**EXCERPTED TEXT**:
◆ ◆ ◆
Using sudo - for the layman

Are you tired of becoming the root user just to perform updates? Well, you don't have to. Using sudo, you can perform all those restricted tasks without having to be the super user.

To do this, one has to edit the sudoers file.

The configuration of sudo is in /etc/sudoers. sudo is a setuid binary. Since sudo is owned by root, your effective id becomes root.

To edit the sudoers file, log on as root and change to /etc and:


[root@localhost etc]# visudo


This prevents multiple users from editing the same file at the same time because that would make things rather messy, don't you think?

Anyway, if you want to give yourself full permission to perform root tasks, edit the file as follows:


...
# User privilege specification
root ALL=(ALL) ALL
zubin ALL=(ALL)
...


Note that doing this does not give "zubin" root's PATH. If I want to run lpc, I'd have to do:


[zubin@localhost ~]$ sudo /usr/sbin/lpc


In this case, I'd have to provide my own login password to get sudo to work. sudo remembers the password for 5 minutes by default.

Now, if we modify the file like this:


...
# Defaults specification
Defaults:zubin timestamp_timeout=0, runaspw, passwd_tries=1
...


This means that the password will not be remembered. Setting it to -1 means that it will never be forgotten. The "runaspw" means that the user needs to have root's password to run sudo. "passwd_tries=1" means that zubin only gets one shot at getting the password correct. In general, many users can be added, each having a different default. If there is no ":" after Defaults, it is assumed to be global.
◆ ◆ ◆
**INFORMATION PROVIDED**:

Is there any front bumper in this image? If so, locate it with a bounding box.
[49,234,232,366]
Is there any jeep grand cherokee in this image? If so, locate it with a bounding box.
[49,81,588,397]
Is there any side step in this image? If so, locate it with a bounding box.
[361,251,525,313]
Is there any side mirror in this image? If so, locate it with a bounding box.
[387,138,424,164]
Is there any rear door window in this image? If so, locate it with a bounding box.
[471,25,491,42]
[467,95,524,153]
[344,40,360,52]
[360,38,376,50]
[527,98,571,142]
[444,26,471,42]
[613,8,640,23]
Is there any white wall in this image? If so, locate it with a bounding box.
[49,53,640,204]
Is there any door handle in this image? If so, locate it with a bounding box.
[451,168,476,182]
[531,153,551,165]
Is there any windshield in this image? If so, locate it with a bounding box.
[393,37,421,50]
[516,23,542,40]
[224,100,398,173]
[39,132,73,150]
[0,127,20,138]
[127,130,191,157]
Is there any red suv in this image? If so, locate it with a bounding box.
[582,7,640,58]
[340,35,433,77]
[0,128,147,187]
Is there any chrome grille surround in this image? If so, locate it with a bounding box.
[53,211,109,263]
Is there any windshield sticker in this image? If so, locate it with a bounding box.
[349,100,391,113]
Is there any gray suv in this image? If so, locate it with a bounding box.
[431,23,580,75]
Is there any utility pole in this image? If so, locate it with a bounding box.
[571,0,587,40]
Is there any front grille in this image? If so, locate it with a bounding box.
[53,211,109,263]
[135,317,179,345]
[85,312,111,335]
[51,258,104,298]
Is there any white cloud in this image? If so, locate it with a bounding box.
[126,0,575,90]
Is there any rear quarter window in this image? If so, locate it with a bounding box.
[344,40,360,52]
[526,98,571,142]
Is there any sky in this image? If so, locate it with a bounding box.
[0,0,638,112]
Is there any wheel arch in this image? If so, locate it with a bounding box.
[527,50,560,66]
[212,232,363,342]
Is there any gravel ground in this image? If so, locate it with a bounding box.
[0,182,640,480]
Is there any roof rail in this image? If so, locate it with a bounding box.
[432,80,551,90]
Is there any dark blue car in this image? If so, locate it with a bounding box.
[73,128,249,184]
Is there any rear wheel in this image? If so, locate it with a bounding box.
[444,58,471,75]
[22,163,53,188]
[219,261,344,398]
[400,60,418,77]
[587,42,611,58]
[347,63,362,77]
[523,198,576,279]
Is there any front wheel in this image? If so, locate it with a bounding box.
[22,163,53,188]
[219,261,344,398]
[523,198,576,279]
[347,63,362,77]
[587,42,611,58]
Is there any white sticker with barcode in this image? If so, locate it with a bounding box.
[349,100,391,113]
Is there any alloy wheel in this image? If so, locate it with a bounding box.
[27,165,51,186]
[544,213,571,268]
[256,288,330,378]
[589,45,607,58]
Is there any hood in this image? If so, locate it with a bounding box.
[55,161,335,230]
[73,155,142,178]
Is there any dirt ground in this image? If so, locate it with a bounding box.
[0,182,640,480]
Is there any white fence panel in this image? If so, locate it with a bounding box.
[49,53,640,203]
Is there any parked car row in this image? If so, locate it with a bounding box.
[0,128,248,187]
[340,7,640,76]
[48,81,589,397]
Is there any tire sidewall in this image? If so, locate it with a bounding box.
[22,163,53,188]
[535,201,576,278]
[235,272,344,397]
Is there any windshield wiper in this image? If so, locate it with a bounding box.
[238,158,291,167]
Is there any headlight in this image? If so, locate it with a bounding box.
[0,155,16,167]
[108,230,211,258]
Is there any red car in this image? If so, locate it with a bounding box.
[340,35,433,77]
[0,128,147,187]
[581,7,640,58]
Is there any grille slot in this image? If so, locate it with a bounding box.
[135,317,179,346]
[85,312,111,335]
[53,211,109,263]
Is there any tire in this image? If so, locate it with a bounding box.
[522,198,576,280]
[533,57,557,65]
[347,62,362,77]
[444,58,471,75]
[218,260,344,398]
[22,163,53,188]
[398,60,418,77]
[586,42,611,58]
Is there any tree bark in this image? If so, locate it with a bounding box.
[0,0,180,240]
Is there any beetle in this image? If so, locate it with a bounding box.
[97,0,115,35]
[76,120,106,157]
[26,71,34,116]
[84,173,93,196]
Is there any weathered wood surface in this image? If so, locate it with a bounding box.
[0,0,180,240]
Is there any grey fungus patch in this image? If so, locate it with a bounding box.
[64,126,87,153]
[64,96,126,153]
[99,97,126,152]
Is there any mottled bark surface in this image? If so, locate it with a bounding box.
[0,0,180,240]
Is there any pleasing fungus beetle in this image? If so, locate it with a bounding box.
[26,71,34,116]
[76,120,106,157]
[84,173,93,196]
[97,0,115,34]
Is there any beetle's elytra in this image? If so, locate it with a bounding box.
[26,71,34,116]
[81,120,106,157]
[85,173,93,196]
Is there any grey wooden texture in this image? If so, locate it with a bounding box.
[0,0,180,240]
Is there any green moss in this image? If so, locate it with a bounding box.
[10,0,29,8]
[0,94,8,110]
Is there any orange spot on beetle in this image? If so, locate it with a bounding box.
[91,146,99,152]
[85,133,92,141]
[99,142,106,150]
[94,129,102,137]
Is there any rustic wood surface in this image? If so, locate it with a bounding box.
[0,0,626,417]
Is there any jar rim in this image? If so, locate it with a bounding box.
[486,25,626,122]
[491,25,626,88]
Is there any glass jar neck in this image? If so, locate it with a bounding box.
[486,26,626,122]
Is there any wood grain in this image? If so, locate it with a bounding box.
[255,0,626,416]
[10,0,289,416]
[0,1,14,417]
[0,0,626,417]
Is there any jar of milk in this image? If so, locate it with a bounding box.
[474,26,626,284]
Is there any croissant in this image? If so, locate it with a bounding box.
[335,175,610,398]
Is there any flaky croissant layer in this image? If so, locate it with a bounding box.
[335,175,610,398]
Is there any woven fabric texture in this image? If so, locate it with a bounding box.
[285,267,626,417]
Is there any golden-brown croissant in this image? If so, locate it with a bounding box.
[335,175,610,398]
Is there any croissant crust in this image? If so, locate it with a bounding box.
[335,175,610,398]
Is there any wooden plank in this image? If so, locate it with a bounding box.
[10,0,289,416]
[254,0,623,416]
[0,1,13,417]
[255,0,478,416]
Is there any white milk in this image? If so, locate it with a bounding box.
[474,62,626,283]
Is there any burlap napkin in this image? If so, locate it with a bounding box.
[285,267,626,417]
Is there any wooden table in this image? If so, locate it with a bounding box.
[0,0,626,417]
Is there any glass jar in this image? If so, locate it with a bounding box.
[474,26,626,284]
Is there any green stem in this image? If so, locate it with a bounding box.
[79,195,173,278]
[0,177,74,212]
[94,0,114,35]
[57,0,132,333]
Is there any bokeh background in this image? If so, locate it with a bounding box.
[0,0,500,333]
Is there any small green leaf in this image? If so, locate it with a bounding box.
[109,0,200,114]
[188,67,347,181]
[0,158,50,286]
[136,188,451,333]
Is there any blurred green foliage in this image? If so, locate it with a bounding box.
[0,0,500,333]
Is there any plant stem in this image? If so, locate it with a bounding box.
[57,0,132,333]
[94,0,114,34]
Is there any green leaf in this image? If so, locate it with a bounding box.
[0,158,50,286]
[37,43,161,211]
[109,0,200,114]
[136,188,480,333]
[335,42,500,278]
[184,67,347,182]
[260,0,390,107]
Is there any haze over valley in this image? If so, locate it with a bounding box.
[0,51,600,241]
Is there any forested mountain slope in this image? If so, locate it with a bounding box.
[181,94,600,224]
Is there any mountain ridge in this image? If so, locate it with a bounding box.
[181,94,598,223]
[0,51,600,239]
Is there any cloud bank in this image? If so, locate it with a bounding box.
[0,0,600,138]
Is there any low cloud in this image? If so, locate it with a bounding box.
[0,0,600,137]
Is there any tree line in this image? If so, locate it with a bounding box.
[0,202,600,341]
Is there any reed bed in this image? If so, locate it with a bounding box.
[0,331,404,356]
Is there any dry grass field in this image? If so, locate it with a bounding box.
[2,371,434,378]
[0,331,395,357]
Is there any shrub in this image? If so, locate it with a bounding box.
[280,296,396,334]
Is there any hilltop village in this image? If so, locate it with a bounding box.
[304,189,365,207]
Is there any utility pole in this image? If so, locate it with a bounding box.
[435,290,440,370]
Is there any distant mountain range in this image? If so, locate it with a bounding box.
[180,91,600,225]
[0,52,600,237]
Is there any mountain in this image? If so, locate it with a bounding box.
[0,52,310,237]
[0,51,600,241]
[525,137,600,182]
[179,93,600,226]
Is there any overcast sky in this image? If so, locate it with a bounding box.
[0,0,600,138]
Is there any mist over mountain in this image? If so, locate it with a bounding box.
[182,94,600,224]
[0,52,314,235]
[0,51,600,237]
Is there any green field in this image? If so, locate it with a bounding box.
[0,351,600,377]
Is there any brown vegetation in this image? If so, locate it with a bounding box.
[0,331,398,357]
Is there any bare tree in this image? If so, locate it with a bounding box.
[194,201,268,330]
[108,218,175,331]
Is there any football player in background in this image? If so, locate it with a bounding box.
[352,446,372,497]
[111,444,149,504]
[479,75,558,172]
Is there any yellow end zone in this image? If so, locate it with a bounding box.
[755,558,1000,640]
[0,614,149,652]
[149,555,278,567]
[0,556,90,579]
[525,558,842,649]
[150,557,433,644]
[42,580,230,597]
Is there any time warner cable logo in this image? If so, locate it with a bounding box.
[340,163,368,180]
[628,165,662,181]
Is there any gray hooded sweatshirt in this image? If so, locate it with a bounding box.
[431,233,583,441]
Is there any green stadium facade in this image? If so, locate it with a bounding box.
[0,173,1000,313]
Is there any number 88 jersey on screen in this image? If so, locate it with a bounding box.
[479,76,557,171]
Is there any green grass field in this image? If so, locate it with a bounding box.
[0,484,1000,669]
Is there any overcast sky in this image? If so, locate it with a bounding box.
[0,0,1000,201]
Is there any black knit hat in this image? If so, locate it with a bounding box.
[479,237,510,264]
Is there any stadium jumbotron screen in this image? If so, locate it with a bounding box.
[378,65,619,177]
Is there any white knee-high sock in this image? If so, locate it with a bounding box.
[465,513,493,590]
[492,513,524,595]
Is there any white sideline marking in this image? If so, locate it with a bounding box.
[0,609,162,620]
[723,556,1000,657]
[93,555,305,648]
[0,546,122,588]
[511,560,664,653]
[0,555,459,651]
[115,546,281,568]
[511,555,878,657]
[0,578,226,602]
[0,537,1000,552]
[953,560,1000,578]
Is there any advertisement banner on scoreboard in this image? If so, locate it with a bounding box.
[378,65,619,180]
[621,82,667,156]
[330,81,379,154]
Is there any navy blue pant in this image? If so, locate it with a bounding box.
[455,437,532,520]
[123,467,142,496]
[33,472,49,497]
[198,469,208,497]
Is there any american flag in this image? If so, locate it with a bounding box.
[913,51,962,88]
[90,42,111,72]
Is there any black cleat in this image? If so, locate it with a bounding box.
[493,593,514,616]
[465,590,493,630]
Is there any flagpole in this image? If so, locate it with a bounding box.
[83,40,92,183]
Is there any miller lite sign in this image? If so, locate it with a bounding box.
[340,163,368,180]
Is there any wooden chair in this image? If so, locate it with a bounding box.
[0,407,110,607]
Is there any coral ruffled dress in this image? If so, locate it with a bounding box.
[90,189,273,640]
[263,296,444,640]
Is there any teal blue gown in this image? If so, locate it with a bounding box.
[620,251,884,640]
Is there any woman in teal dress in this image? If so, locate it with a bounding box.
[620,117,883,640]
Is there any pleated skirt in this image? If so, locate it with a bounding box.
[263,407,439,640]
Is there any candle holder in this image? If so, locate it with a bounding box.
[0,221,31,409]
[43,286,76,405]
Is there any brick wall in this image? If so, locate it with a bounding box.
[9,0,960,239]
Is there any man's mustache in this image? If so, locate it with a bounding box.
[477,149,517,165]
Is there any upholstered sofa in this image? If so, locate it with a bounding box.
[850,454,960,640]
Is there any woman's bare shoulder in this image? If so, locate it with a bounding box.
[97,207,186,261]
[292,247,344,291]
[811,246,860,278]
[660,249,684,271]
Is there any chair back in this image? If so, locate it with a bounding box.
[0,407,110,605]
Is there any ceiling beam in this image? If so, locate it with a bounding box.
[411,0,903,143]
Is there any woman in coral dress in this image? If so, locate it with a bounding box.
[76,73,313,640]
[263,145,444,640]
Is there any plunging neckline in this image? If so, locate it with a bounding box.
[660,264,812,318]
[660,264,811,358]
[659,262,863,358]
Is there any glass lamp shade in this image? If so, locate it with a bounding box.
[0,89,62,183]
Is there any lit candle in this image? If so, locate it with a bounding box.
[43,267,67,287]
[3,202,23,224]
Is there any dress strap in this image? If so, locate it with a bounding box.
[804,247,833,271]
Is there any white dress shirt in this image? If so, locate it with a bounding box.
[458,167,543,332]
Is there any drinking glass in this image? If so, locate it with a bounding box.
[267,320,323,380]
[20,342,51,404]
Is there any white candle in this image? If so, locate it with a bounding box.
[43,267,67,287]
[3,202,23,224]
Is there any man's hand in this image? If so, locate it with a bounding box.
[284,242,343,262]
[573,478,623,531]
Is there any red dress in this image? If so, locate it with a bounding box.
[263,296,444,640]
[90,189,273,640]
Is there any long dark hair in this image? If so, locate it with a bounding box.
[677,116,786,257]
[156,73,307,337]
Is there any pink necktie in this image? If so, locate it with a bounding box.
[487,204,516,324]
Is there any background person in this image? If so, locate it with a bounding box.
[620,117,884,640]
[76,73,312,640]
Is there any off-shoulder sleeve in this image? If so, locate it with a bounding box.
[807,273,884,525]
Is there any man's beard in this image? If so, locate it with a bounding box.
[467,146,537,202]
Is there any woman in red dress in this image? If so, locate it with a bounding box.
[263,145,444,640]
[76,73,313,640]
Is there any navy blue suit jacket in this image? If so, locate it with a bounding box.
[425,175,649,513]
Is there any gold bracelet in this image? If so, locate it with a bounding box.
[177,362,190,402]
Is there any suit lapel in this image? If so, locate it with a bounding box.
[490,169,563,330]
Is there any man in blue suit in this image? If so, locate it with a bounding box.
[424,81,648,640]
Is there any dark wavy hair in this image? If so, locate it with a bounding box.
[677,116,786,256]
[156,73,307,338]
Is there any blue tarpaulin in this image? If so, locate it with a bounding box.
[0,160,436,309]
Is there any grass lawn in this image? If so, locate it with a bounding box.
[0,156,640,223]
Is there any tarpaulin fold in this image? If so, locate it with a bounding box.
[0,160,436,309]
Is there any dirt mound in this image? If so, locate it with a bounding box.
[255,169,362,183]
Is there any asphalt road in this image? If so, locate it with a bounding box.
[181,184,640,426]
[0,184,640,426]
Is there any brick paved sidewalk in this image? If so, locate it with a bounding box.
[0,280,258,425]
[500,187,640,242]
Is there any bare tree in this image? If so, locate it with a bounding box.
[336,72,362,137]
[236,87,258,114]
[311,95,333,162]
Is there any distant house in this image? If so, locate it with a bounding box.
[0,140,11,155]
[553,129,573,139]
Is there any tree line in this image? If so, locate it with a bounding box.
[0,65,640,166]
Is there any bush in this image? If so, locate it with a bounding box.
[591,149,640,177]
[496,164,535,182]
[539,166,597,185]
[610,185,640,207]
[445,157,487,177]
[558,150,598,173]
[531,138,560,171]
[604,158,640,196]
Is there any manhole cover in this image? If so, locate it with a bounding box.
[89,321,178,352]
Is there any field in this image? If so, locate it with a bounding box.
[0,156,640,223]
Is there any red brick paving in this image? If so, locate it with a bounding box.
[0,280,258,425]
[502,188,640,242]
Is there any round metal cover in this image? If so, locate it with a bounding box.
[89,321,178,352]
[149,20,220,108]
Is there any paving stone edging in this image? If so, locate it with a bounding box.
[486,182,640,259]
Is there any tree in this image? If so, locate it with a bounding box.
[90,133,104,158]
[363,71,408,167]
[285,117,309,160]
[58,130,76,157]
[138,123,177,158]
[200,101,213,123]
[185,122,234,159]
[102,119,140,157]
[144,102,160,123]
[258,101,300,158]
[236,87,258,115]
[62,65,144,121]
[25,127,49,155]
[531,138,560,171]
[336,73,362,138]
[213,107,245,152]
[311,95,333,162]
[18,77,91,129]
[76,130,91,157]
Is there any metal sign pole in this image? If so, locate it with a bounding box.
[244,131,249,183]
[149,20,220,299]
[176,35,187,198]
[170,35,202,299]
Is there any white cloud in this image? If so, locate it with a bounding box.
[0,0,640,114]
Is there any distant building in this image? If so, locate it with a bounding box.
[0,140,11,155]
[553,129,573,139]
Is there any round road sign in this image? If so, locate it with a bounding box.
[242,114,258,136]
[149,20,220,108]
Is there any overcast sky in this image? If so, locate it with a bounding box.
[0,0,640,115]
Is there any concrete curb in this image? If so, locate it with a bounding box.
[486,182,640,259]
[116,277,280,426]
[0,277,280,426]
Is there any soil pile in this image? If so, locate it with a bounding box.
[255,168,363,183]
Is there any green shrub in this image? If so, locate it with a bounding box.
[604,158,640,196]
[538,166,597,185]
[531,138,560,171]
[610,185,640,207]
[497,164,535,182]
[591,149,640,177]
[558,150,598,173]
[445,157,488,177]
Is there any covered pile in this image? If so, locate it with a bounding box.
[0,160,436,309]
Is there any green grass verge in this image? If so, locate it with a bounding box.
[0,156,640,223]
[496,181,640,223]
◆ ◆ ◆
**DIRECTIVES**:
(a) Duplicate the passage from the sudo guide that begins at the words "# User privilege" and stops after "minutes by default.".
(b) In the sudo guide, how long does sudo remember the password by default?
(c) Which options does the Defaults line for zubin in the sudo guide set?

**SOLUTIONS TO THE EXERCISE**:
(a)
# User privilege specification
root ALL=(ALL) ALL
zubin ALL=(ALL)
...


Note that doing this does not give "zubin" root's PATH. If I want to run lpc, I'd have to do:


[zubin@localhost ~]$ sudo /usr/sbin/lpc


In this case, I'd have to provide my own login password to get sudo to work. sudo remembers the password for 5 minutes by default.

(b) 5 minutes.

(c) timestamp_timeout=0, runaspw, passwd_tries=1